START

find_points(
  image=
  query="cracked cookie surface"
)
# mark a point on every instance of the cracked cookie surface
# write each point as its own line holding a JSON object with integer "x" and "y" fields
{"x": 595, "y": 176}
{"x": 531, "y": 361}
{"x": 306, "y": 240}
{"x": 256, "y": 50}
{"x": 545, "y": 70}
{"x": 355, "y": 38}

END

Task requirements:
Copy every line above word for word, with no changes.

The response:
find_points(
  image=
  query="cracked cookie surface"
)
# mark a point on every instance of the cracked cookie surface
# write each point as its own line holding a JSON object with integer "x" and "y" fields
{"x": 595, "y": 176}
{"x": 531, "y": 361}
{"x": 306, "y": 240}
{"x": 256, "y": 50}
{"x": 545, "y": 70}
{"x": 355, "y": 38}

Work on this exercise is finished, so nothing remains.